Items listed in a dataset
.....
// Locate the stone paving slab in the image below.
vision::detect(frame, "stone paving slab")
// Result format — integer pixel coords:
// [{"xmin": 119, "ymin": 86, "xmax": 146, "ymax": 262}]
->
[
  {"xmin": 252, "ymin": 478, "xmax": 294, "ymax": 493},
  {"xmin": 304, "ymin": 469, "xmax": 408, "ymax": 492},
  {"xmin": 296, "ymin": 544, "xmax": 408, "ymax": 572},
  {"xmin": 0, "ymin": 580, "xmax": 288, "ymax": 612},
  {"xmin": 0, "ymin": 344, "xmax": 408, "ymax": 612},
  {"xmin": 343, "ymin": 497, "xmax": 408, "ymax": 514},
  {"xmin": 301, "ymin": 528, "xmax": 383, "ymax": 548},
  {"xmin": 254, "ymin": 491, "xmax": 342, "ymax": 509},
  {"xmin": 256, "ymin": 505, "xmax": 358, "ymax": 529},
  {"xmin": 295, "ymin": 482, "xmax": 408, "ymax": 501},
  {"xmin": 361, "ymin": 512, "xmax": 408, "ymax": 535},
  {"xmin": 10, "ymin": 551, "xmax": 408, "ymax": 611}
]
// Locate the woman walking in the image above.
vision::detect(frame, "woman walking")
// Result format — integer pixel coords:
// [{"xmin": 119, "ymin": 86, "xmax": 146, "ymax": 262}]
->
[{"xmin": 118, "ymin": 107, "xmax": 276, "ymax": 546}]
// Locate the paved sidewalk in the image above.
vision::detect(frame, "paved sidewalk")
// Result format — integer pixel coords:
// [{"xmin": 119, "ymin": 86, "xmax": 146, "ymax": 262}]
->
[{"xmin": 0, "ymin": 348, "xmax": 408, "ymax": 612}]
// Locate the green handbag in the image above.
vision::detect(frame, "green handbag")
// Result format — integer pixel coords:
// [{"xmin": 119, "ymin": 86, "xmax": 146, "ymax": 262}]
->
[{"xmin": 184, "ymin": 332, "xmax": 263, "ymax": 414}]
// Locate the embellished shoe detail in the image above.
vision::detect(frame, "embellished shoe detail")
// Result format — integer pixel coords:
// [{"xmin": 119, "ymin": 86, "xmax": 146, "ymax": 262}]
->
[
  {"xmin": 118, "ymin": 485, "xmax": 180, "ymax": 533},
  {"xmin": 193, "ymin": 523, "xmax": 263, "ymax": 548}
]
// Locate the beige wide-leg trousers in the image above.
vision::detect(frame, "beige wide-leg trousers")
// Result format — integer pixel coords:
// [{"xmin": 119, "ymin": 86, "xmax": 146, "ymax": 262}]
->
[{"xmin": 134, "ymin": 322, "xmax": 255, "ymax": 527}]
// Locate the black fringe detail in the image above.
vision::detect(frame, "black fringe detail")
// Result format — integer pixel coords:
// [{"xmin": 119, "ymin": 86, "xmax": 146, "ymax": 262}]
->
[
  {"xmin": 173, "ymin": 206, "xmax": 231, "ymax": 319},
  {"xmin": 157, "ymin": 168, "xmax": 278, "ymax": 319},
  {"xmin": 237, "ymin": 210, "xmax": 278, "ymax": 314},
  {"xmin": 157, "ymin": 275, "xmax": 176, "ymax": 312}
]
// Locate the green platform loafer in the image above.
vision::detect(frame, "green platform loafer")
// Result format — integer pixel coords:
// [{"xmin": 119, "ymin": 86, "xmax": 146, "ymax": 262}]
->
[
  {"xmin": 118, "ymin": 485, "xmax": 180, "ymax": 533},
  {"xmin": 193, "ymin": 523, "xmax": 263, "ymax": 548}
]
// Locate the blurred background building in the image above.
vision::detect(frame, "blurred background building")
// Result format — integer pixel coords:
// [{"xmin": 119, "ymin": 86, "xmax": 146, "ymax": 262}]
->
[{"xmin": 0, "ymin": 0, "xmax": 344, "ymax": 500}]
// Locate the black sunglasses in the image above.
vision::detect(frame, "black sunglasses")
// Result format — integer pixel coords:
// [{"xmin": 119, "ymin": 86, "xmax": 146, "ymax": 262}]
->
.....
OBJECTIVE -
Extract the complete set of records unchanged.

REPLY -
// Locate the stone paving slab in the image below.
vision::detect(frame, "stone paving slab")
// Result format — integer pixel coords:
// [{"xmin": 119, "ymin": 86, "xmax": 146, "ymax": 262}]
->
[
  {"xmin": 252, "ymin": 478, "xmax": 294, "ymax": 493},
  {"xmin": 304, "ymin": 469, "xmax": 408, "ymax": 492},
  {"xmin": 296, "ymin": 544, "xmax": 408, "ymax": 572},
  {"xmin": 0, "ymin": 580, "xmax": 288, "ymax": 612},
  {"xmin": 0, "ymin": 344, "xmax": 408, "ymax": 612},
  {"xmin": 343, "ymin": 497, "xmax": 408, "ymax": 514},
  {"xmin": 301, "ymin": 528, "xmax": 383, "ymax": 548},
  {"xmin": 254, "ymin": 491, "xmax": 342, "ymax": 509},
  {"xmin": 256, "ymin": 505, "xmax": 358, "ymax": 529},
  {"xmin": 295, "ymin": 482, "xmax": 408, "ymax": 501},
  {"xmin": 361, "ymin": 512, "xmax": 408, "ymax": 535},
  {"xmin": 10, "ymin": 551, "xmax": 408, "ymax": 611}
]
// Locate the woman walking in the image above.
vision::detect(frame, "woman walking")
// Result format — integer pixel coords:
// [{"xmin": 119, "ymin": 86, "xmax": 146, "ymax": 262}]
->
[{"xmin": 118, "ymin": 107, "xmax": 276, "ymax": 546}]
// Locate the paved sidewalk in the image above.
vision::detect(frame, "paved sidewalk")
// Result format — integer pixel coords:
// [{"xmin": 119, "ymin": 86, "xmax": 146, "ymax": 262}]
->
[{"xmin": 0, "ymin": 348, "xmax": 408, "ymax": 612}]
// Locate the green handbag in the image above.
vision::detect(frame, "green handbag")
// Result format — integer pixel coords:
// [{"xmin": 119, "ymin": 86, "xmax": 146, "ymax": 262}]
->
[{"xmin": 184, "ymin": 332, "xmax": 263, "ymax": 414}]
// Locate the embellished shoe detail in the image above.
vision::detect(frame, "embellished shoe detail")
// Result format — integer pixel coords:
// [{"xmin": 119, "ymin": 86, "xmax": 146, "ymax": 262}]
->
[
  {"xmin": 118, "ymin": 485, "xmax": 180, "ymax": 533},
  {"xmin": 193, "ymin": 523, "xmax": 263, "ymax": 548}
]
// Locate the beige wide-leg trousers in the image above.
vision::detect(frame, "beige wide-leg trousers")
// Result format — integer pixel coords:
// [{"xmin": 119, "ymin": 86, "xmax": 146, "ymax": 262}]
->
[{"xmin": 134, "ymin": 322, "xmax": 255, "ymax": 527}]
// Locate the black fringe detail in the image above.
vision::detect(frame, "black fringe detail")
// Result format — integer pixel coords:
// [{"xmin": 119, "ymin": 86, "xmax": 146, "ymax": 262}]
->
[
  {"xmin": 173, "ymin": 206, "xmax": 231, "ymax": 319},
  {"xmin": 157, "ymin": 168, "xmax": 278, "ymax": 319},
  {"xmin": 237, "ymin": 210, "xmax": 278, "ymax": 314},
  {"xmin": 157, "ymin": 275, "xmax": 176, "ymax": 312}
]
// Locate the green platform loafer in the image above.
vision::detect(frame, "green platform loafer")
// Result format — integer pixel coords:
// [{"xmin": 119, "ymin": 86, "xmax": 146, "ymax": 262}]
->
[
  {"xmin": 118, "ymin": 485, "xmax": 180, "ymax": 533},
  {"xmin": 193, "ymin": 523, "xmax": 263, "ymax": 548}
]
// Locate the blurred background building in the image above.
vision::detect(frame, "blurred background building")
// Result format — integer pixel coords:
// [{"xmin": 119, "ymin": 86, "xmax": 146, "ymax": 262}]
->
[{"xmin": 0, "ymin": 0, "xmax": 344, "ymax": 500}]
// Locate the black sunglasses in the image above.
vision::detect(frame, "black sunglasses")
// Result format — integer pixel coords:
// [{"xmin": 119, "ymin": 86, "xmax": 146, "ymax": 262}]
->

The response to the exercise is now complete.